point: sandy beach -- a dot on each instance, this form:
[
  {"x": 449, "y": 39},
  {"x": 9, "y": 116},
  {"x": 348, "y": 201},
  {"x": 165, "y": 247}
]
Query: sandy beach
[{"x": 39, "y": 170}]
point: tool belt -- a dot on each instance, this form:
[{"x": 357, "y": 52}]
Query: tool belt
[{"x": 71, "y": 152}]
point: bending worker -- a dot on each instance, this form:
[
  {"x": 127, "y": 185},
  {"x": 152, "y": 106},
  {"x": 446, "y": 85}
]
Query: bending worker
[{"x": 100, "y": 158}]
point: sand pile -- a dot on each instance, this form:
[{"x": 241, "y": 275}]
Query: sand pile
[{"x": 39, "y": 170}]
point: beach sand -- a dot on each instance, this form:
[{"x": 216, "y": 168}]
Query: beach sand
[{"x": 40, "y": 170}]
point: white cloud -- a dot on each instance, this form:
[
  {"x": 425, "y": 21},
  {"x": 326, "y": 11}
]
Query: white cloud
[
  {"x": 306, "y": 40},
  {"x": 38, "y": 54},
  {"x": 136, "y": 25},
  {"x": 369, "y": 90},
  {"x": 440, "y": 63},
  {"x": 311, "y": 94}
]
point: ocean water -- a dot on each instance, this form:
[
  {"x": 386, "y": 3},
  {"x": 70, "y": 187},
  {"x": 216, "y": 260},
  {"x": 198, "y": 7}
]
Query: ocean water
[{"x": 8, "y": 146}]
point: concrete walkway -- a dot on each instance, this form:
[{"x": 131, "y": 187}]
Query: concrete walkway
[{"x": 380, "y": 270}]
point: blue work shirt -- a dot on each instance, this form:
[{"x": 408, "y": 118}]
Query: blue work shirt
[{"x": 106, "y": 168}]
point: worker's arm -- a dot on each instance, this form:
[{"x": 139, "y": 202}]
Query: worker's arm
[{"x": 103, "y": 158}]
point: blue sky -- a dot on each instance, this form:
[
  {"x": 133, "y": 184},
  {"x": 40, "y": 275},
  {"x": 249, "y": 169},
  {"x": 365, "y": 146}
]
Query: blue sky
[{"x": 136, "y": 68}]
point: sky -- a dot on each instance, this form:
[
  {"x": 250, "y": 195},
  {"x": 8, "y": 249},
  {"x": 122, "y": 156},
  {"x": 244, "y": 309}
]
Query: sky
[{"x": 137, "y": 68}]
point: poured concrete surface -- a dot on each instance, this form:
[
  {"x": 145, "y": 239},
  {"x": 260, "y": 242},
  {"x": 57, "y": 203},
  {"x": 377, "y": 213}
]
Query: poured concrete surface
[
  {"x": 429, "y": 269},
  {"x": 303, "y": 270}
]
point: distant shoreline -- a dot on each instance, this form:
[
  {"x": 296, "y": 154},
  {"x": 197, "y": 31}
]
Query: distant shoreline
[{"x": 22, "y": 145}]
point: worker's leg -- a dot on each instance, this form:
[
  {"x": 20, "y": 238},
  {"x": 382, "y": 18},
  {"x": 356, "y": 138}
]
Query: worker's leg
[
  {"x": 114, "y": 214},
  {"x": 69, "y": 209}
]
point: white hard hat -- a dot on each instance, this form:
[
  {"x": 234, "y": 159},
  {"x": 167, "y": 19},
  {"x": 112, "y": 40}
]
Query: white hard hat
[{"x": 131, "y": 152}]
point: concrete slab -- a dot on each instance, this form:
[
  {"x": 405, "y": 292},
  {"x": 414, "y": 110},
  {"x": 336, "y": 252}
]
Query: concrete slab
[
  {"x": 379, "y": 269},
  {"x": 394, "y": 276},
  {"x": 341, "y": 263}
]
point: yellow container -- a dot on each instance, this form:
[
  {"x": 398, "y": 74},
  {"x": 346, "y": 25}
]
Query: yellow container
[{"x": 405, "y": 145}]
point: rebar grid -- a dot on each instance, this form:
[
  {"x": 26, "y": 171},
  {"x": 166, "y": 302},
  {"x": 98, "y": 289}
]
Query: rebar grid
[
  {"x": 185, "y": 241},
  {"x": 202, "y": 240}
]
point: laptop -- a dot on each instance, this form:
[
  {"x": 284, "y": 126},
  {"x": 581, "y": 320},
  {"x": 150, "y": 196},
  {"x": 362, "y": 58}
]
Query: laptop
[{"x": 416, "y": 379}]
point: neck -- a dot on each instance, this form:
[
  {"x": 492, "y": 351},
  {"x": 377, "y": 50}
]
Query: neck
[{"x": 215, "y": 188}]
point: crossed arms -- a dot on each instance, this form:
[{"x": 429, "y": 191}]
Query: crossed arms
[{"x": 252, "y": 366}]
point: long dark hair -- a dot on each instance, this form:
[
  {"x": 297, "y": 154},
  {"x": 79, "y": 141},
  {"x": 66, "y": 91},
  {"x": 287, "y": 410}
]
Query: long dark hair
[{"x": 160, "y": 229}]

What the task asks
Extract the complete listing above, reproducing each line exactly.

Exercise output
point: sandy beach -- a dot on each instance, this form:
[
  {"x": 449, "y": 39},
  {"x": 9, "y": 116},
  {"x": 348, "y": 201},
  {"x": 165, "y": 247}
]
Query: sandy beach
[{"x": 39, "y": 170}]
point: tool belt -- a dot on each instance, this form:
[{"x": 357, "y": 52}]
Query: tool belt
[{"x": 71, "y": 152}]
point: bending worker -- a dot on each instance, this form:
[
  {"x": 127, "y": 185},
  {"x": 152, "y": 106},
  {"x": 446, "y": 85}
]
Query: bending worker
[{"x": 100, "y": 158}]
point: sand pile -- a dot on each instance, this form:
[{"x": 241, "y": 275}]
Query: sand pile
[{"x": 39, "y": 170}]
point: beach sand -- a dot on each instance, this form:
[{"x": 216, "y": 168}]
Query: beach sand
[{"x": 40, "y": 170}]
point: white cloud -- a dot on each instance, this form:
[
  {"x": 425, "y": 21},
  {"x": 326, "y": 11}
]
Query: white cloud
[
  {"x": 306, "y": 40},
  {"x": 38, "y": 54},
  {"x": 136, "y": 25},
  {"x": 369, "y": 90},
  {"x": 440, "y": 63},
  {"x": 311, "y": 94}
]
point: ocean water -- a dot on each instance, this form:
[
  {"x": 386, "y": 3},
  {"x": 70, "y": 187},
  {"x": 216, "y": 260},
  {"x": 198, "y": 7}
]
Query: ocean water
[{"x": 8, "y": 146}]
point: concrete walkway -- a dot on each instance, this form:
[{"x": 131, "y": 187}]
Query: concrete walkway
[{"x": 380, "y": 270}]
point: blue work shirt -- a dot on each instance, this form:
[{"x": 408, "y": 118}]
Query: blue work shirt
[{"x": 106, "y": 168}]
point: worker's arm -- a dot on each instance, this form:
[{"x": 139, "y": 202}]
Query: worker's arm
[{"x": 103, "y": 158}]
point: blue sky -- a dot on each instance, this form:
[
  {"x": 133, "y": 184},
  {"x": 40, "y": 275},
  {"x": 249, "y": 169},
  {"x": 365, "y": 146}
]
Query: blue sky
[{"x": 136, "y": 68}]
point: sky -- a dot on each instance, this form:
[
  {"x": 250, "y": 195},
  {"x": 8, "y": 249},
  {"x": 122, "y": 156},
  {"x": 244, "y": 309}
]
Query: sky
[{"x": 137, "y": 68}]
point: poured concrete surface -- a dot on each instance, this form:
[
  {"x": 145, "y": 239},
  {"x": 260, "y": 242},
  {"x": 57, "y": 203},
  {"x": 377, "y": 213}
]
Query: poured concrete surface
[
  {"x": 429, "y": 269},
  {"x": 303, "y": 270}
]
point: distant shoreline -- a dot on each instance, this form:
[
  {"x": 296, "y": 154},
  {"x": 197, "y": 31}
]
Query: distant shoreline
[{"x": 22, "y": 145}]
point: worker's leg -- a dot on each instance, this form:
[
  {"x": 20, "y": 238},
  {"x": 382, "y": 18},
  {"x": 356, "y": 138}
]
Query: worker's leg
[
  {"x": 114, "y": 214},
  {"x": 69, "y": 209}
]
point: white hard hat -- a dot on each instance, this form:
[
  {"x": 234, "y": 159},
  {"x": 167, "y": 19},
  {"x": 112, "y": 40}
]
Query: white hard hat
[{"x": 131, "y": 152}]
point: concrete slab -- a dot on each instance, this form:
[
  {"x": 405, "y": 292},
  {"x": 414, "y": 110},
  {"x": 336, "y": 252}
]
Query: concrete slab
[
  {"x": 379, "y": 269},
  {"x": 394, "y": 276},
  {"x": 341, "y": 263}
]
point: yellow container -- a dot on each instance, this form:
[
  {"x": 398, "y": 74},
  {"x": 346, "y": 25}
]
Query: yellow container
[{"x": 405, "y": 145}]
point: rebar grid -- a dot on each instance, this form:
[
  {"x": 26, "y": 171},
  {"x": 166, "y": 302},
  {"x": 98, "y": 289}
]
Query: rebar grid
[
  {"x": 185, "y": 241},
  {"x": 202, "y": 240}
]
point: laptop -- a dot on each instance, this form:
[
  {"x": 284, "y": 126},
  {"x": 581, "y": 320},
  {"x": 150, "y": 196},
  {"x": 362, "y": 58}
]
Query: laptop
[{"x": 416, "y": 379}]
point: neck -- a dot on each instance, this form:
[
  {"x": 492, "y": 351},
  {"x": 377, "y": 50}
]
Query: neck
[{"x": 215, "y": 188}]
point: crossed arms -- a dot on each instance, this form:
[{"x": 429, "y": 191}]
Query: crossed arms
[{"x": 252, "y": 366}]
point: long dark hair -- a dot on each instance, this form:
[
  {"x": 297, "y": 154},
  {"x": 79, "y": 141},
  {"x": 66, "y": 91},
  {"x": 287, "y": 410}
]
Query: long dark hair
[{"x": 160, "y": 229}]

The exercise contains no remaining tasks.